§ **WHAT TO DO**
Below are lines of data, and only some are wanted. Please repeat exactly those from the line that has "positive clicks: (174, 174) (173, 174)" through the line that has "rough mask: <svg".

§ **DATA TO USE**
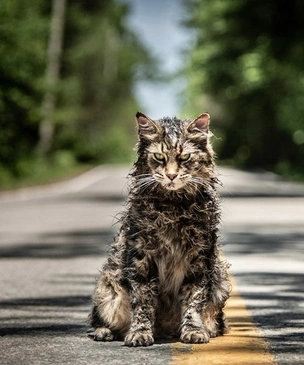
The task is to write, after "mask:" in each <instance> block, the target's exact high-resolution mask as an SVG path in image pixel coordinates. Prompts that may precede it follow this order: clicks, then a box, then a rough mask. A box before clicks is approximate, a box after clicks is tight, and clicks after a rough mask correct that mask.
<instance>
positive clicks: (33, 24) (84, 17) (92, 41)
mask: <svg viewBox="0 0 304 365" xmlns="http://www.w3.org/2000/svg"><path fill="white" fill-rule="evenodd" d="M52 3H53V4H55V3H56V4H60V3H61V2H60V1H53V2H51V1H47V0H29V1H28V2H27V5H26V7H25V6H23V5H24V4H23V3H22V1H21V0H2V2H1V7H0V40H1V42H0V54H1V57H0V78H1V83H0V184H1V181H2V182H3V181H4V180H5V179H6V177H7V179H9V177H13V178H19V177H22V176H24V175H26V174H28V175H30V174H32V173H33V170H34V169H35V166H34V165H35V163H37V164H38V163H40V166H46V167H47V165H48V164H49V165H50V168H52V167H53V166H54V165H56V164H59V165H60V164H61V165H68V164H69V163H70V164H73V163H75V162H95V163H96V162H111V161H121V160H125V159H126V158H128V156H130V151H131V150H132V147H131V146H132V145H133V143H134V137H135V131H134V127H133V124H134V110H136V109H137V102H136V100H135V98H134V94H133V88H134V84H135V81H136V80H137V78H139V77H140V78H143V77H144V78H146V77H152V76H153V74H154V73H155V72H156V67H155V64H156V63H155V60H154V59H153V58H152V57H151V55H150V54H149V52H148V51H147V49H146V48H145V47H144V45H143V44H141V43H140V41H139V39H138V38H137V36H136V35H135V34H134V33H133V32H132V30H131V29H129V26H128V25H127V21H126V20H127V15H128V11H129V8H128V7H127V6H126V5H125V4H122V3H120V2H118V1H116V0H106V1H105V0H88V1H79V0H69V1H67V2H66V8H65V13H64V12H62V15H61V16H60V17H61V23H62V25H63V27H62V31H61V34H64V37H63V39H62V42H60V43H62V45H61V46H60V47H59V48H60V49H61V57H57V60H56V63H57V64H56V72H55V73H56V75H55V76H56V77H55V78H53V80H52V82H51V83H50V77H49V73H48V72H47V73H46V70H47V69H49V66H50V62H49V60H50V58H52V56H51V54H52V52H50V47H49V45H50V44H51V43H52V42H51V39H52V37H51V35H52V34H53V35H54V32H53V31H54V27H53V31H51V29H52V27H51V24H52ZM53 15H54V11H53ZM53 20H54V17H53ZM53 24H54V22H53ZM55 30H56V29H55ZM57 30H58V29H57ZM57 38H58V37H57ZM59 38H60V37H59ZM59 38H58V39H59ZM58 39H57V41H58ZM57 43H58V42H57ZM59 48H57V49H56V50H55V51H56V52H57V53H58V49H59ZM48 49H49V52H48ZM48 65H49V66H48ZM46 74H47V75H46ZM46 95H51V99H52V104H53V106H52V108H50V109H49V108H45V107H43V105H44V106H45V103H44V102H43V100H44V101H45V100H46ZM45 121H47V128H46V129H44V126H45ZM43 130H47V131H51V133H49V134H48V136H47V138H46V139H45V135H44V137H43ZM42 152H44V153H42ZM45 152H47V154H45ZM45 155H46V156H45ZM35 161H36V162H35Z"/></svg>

* * *

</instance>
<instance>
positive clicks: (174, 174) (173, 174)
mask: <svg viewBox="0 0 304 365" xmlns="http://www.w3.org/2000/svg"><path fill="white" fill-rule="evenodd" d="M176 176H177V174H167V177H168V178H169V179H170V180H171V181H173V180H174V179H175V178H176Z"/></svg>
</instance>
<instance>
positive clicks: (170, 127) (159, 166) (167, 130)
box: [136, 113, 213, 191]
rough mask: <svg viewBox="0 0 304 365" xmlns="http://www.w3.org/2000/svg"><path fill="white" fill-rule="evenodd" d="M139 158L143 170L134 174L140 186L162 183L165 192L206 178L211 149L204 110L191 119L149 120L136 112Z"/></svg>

§ **ANSWER BELOW**
positive clicks: (174, 174) (173, 174)
mask: <svg viewBox="0 0 304 365" xmlns="http://www.w3.org/2000/svg"><path fill="white" fill-rule="evenodd" d="M176 176H177V174H167V177H168V178H169V179H170V180H171V181H173V180H174V179H175V178H176Z"/></svg>
</instance>
<instance>
positive clicks: (170, 127) (159, 166) (167, 130)
box: [136, 113, 213, 191]
rough mask: <svg viewBox="0 0 304 365" xmlns="http://www.w3.org/2000/svg"><path fill="white" fill-rule="evenodd" d="M139 158L143 170L134 174L140 186L162 183L165 192L206 178L211 149L204 110L191 119L149 120L136 112Z"/></svg>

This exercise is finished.